▶ THE PROBLEM
Which lines below include "like"? Copy them all.

(Point-per-instance localization data)
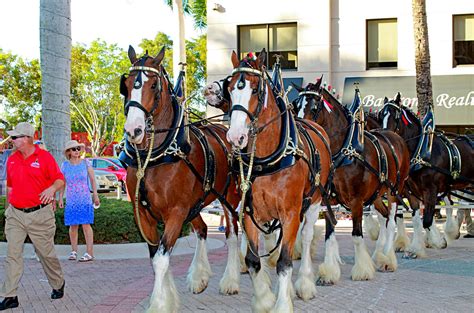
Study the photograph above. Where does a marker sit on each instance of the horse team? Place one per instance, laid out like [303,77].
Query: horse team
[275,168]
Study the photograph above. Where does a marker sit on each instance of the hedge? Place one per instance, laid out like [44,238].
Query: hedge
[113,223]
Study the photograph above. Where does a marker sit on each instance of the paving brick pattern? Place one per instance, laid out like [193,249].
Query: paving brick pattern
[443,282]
==
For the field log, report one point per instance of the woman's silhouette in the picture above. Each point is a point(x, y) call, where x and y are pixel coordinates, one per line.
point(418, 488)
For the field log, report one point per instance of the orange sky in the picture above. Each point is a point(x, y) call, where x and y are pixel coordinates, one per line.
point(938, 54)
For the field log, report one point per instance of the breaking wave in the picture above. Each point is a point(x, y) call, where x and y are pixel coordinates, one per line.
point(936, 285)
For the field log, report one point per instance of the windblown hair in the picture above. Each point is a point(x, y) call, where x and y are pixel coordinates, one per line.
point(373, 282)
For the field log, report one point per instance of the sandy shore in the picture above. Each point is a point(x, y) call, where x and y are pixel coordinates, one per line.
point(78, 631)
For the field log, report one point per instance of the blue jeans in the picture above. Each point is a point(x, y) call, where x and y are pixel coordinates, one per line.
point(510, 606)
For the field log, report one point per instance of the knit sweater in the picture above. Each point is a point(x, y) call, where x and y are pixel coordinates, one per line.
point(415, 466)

▶ PROBLEM SOLUTION
Study the photograph above. Where does a marker sit on each instance of the horse team? Place one per instance, laid out like [303,77].
Study the photograph above. Where does a marker sit on each instance of the hedge? Place one per instance, laid out like [44,238].
Study the photograph above. Where does a marker sit on each instance of the paving brick pattern? Place one per instance, laid out like [193,249].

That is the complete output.